Your objective
Write out each line of the items below as a JSON list of strings, one string per line. Skip blank lines and leave out the pictures.

--- Start Provided material ---

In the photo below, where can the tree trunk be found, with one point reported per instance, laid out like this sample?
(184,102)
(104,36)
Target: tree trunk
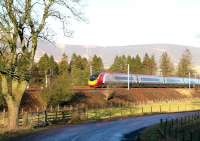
(13,110)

--- End Provided material ---

In response
[
  "In the photo below, where can the tree trunk be found, with one point reported per instance, laid out like this sample?",
  "(184,102)",
  "(104,36)",
  "Target: tree trunk",
  "(13,110)"
]